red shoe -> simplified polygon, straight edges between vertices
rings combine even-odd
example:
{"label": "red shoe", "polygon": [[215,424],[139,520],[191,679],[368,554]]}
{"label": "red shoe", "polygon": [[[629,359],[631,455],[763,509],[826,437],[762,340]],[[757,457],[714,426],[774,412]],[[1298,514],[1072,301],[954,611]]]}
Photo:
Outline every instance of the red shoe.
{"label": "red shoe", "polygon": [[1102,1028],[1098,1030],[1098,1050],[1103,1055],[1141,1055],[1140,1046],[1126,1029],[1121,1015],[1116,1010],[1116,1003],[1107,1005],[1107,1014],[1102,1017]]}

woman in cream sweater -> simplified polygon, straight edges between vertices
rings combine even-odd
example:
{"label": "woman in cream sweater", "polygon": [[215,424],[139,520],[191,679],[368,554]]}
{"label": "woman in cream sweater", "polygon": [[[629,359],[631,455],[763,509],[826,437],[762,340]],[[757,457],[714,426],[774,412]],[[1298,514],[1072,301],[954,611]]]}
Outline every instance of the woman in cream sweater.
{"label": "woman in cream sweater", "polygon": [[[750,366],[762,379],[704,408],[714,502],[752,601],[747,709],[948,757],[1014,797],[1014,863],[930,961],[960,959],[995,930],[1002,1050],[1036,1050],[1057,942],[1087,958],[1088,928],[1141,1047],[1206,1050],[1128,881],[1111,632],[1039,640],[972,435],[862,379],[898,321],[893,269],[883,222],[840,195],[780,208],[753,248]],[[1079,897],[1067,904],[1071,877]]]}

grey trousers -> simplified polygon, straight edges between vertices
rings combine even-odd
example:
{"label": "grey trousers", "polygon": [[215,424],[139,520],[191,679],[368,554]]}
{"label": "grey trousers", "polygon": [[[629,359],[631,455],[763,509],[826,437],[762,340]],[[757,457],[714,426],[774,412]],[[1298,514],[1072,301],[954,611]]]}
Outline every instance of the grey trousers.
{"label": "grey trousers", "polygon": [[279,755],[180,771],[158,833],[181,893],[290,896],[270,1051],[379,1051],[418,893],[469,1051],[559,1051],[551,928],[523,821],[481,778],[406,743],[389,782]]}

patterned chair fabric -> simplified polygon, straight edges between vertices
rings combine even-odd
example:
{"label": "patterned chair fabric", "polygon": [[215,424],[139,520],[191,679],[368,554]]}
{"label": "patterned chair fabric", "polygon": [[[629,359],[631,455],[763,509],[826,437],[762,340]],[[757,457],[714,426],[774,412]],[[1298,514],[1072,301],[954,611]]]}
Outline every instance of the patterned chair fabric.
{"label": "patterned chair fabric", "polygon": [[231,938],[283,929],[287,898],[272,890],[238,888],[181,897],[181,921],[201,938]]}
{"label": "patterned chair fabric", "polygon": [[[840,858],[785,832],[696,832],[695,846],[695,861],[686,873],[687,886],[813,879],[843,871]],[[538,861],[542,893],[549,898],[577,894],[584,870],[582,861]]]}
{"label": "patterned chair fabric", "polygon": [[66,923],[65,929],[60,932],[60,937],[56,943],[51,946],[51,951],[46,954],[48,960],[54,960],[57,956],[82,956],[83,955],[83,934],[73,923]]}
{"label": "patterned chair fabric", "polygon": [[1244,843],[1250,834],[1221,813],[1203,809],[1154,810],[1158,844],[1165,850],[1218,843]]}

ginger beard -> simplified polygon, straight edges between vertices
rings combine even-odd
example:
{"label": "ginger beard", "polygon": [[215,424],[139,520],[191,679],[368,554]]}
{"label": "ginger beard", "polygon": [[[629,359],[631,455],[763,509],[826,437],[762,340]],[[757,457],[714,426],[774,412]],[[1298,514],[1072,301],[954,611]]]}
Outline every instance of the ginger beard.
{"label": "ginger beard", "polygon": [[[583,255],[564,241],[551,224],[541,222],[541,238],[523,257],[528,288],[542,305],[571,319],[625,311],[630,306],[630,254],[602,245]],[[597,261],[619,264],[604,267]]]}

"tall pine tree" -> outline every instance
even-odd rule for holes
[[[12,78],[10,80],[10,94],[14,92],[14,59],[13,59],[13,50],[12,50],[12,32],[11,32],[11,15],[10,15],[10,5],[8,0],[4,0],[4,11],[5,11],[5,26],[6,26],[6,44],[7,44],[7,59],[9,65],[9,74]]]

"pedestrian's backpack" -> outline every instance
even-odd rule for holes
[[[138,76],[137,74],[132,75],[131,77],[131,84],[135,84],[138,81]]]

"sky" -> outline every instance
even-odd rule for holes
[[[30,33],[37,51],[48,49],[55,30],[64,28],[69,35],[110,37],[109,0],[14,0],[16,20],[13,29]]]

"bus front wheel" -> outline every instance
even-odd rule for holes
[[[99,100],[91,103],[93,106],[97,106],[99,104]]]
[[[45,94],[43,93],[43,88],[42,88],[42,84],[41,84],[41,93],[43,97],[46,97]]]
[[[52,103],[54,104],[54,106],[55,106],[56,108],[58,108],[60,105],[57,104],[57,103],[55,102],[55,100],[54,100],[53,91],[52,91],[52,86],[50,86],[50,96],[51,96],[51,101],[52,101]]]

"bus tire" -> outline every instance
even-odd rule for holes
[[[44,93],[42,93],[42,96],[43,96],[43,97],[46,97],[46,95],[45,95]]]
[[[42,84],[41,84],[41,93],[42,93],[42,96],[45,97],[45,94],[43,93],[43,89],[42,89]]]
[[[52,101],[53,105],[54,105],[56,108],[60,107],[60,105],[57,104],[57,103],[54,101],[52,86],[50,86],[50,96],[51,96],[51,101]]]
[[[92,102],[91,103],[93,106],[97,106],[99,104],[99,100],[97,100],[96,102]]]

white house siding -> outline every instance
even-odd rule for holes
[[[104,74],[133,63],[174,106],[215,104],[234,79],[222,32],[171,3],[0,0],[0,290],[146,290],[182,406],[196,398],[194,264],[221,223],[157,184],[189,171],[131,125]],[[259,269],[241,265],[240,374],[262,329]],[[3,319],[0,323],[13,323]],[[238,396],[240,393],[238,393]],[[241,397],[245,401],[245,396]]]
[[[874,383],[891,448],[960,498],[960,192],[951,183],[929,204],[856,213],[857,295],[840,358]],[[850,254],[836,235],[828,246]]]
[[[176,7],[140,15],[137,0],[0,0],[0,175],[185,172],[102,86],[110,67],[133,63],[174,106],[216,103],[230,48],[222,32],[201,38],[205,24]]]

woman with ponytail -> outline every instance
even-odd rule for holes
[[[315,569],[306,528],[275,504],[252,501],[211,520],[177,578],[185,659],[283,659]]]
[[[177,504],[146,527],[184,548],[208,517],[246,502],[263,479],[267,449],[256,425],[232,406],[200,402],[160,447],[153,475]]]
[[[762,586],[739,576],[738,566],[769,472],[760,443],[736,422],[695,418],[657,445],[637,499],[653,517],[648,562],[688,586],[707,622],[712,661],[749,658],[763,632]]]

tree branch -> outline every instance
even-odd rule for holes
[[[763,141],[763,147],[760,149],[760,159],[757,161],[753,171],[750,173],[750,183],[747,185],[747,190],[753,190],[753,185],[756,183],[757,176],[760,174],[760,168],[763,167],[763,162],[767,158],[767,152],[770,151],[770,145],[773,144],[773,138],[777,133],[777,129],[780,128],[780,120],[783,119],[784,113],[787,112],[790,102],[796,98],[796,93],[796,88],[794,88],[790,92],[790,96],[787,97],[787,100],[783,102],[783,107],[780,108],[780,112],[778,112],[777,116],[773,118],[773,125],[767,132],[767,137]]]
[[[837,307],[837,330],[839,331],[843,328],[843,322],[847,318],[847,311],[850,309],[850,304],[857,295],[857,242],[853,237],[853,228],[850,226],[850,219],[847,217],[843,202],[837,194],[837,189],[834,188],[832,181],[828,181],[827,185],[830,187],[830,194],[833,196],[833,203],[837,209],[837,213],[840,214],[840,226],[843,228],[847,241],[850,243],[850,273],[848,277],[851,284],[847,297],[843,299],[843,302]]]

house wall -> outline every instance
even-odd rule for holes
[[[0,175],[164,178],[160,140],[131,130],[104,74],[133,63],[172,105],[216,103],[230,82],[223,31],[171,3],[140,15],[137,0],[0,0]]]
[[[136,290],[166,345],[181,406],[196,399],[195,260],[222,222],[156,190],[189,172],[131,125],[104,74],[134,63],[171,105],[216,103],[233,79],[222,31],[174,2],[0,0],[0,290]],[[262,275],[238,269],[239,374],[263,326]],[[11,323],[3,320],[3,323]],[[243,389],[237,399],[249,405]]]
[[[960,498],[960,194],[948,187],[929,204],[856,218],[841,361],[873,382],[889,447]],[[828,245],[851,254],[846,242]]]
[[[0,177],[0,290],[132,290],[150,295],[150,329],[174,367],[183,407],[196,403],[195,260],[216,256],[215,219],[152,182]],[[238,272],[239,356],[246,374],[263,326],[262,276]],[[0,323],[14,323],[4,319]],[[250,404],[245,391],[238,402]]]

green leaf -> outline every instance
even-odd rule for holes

---------------

## Problem requirements
Whenever the word "between" appears in a line above, copy that line.

## Response area
red shoe -> simplified polygon, straight edges between vertices
woman in cream sweater -> simplified polygon, straight edges between vertices
grey trousers -> simplified polygon, straight edges between vertices
patterned chair fabric -> simplified polygon, straight edges between vertices
ginger beard -> simplified polygon, straight edges between vertices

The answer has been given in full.